------ ENTRIES SHOWN

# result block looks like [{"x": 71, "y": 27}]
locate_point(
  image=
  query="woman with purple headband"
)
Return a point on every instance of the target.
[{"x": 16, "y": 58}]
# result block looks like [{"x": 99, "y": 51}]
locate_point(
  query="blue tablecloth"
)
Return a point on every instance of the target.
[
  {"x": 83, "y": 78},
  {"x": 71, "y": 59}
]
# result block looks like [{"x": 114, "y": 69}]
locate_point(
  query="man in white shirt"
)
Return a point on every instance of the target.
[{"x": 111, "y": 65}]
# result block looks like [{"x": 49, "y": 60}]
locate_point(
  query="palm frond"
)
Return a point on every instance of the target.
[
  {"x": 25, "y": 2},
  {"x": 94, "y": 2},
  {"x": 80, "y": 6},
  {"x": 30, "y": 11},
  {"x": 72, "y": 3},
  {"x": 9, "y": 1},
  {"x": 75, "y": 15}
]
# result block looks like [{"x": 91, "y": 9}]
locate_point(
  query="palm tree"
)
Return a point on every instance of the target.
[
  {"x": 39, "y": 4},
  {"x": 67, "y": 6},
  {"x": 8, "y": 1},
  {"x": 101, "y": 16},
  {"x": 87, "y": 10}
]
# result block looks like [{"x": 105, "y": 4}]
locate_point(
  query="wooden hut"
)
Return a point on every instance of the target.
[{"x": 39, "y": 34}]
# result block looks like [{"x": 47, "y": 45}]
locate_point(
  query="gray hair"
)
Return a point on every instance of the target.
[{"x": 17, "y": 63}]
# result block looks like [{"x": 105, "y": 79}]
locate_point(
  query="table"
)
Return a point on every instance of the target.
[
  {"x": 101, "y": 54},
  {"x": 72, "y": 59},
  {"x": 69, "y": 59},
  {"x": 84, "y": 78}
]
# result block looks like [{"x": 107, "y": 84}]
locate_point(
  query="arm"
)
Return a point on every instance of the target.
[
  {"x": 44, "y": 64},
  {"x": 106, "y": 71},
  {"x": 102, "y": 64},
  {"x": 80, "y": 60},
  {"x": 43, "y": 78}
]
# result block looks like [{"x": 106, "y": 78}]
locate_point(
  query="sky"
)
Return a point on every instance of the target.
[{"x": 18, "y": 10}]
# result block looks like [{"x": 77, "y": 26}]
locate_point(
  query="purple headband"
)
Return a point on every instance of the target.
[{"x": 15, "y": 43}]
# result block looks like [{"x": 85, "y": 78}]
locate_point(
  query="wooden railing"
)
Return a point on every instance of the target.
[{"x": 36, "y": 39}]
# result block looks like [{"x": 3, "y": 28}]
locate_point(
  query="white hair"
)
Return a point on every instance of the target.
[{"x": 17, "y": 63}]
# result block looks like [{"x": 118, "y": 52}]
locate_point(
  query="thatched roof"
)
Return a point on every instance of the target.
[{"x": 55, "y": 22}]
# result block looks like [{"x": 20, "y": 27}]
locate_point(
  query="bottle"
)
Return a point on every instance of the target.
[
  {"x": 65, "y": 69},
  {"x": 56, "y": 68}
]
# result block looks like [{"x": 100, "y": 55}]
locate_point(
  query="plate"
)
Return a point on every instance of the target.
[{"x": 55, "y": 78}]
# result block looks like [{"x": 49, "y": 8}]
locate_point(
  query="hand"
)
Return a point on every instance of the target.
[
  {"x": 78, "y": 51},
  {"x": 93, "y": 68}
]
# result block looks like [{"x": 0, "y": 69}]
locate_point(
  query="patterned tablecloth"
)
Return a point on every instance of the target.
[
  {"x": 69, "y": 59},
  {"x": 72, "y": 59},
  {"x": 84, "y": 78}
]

------------

§ EXERCISE TASK
Repeat the listing exactly, from its first line to its last.

§ CORRECT ANSWER
# result block looks like [{"x": 71, "y": 27}]
locate_point(
  image=
  query="woman with purple headband"
)
Return a point on every instance of the target.
[{"x": 16, "y": 58}]
# result block looks like [{"x": 99, "y": 51}]
locate_point(
  query="blue tablecloth"
)
Return a point on every instance of the target.
[
  {"x": 83, "y": 78},
  {"x": 71, "y": 59}
]
# result block looks like [{"x": 114, "y": 69}]
locate_point(
  query="man in white shirt"
)
Return a point on every instance of the target.
[{"x": 111, "y": 65}]
# result block looks like [{"x": 49, "y": 60}]
locate_point(
  query="palm frond"
)
Return a point on every instance of the target.
[
  {"x": 25, "y": 2},
  {"x": 94, "y": 2},
  {"x": 80, "y": 6},
  {"x": 30, "y": 11},
  {"x": 72, "y": 3},
  {"x": 9, "y": 1},
  {"x": 75, "y": 15}
]
# result block looks like [{"x": 91, "y": 9}]
locate_point(
  query="palm tree"
)
Return a point on every instance of the target.
[
  {"x": 39, "y": 4},
  {"x": 67, "y": 6},
  {"x": 8, "y": 1},
  {"x": 101, "y": 16},
  {"x": 87, "y": 10}
]
# result block looks like [{"x": 105, "y": 4}]
locate_point(
  query="wooden hut"
)
Return a point on every instance of the target.
[{"x": 39, "y": 34}]
# result block looks like [{"x": 47, "y": 45}]
locate_point(
  query="gray hair"
)
Return a point on every instance of the target.
[{"x": 17, "y": 63}]
# result block looks like [{"x": 105, "y": 79}]
locate_point(
  query="table"
)
Return a point on every instance of the target.
[
  {"x": 101, "y": 54},
  {"x": 72, "y": 59},
  {"x": 69, "y": 59},
  {"x": 84, "y": 78}
]
# result block looks like [{"x": 107, "y": 84}]
locate_point(
  query="arm"
)
Return a point on every instance of the target.
[
  {"x": 44, "y": 64},
  {"x": 106, "y": 71},
  {"x": 102, "y": 64},
  {"x": 80, "y": 60},
  {"x": 43, "y": 78}
]
# result block looks like [{"x": 106, "y": 78}]
locate_point(
  query="sky"
)
Return a point on every instance of the target.
[{"x": 18, "y": 10}]
# result block looks like [{"x": 77, "y": 26}]
locate_point(
  query="purple headband"
)
Return a point on every instance of the target.
[{"x": 15, "y": 43}]
# result block looks like [{"x": 85, "y": 78}]
locate_point(
  query="wooden railing"
)
Return a point on every instance of the target.
[{"x": 36, "y": 39}]
# result block looks like [{"x": 3, "y": 28}]
locate_point(
  query="white hair"
)
Return a point on every instance of the target.
[{"x": 17, "y": 63}]
# result block looks like [{"x": 118, "y": 52}]
locate_point(
  query="thatched roof"
)
Return a point on every instance of the target.
[{"x": 55, "y": 22}]
# result block looks like [{"x": 20, "y": 27}]
locate_point(
  query="bottle"
)
Return a point on every instance of the target.
[
  {"x": 65, "y": 69},
  {"x": 56, "y": 68}
]
# result block looks like [{"x": 100, "y": 55}]
locate_point(
  query="plate"
)
Return a point on every instance of the target.
[{"x": 55, "y": 78}]
# result block looks like [{"x": 49, "y": 8}]
locate_point(
  query="hand"
)
Return a point on every instance of the target.
[
  {"x": 78, "y": 51},
  {"x": 93, "y": 68}
]
# result block looks like [{"x": 0, "y": 69}]
locate_point(
  query="patterned tablecloth"
)
Return a point on every instance of the target.
[
  {"x": 69, "y": 59},
  {"x": 72, "y": 59},
  {"x": 84, "y": 78}
]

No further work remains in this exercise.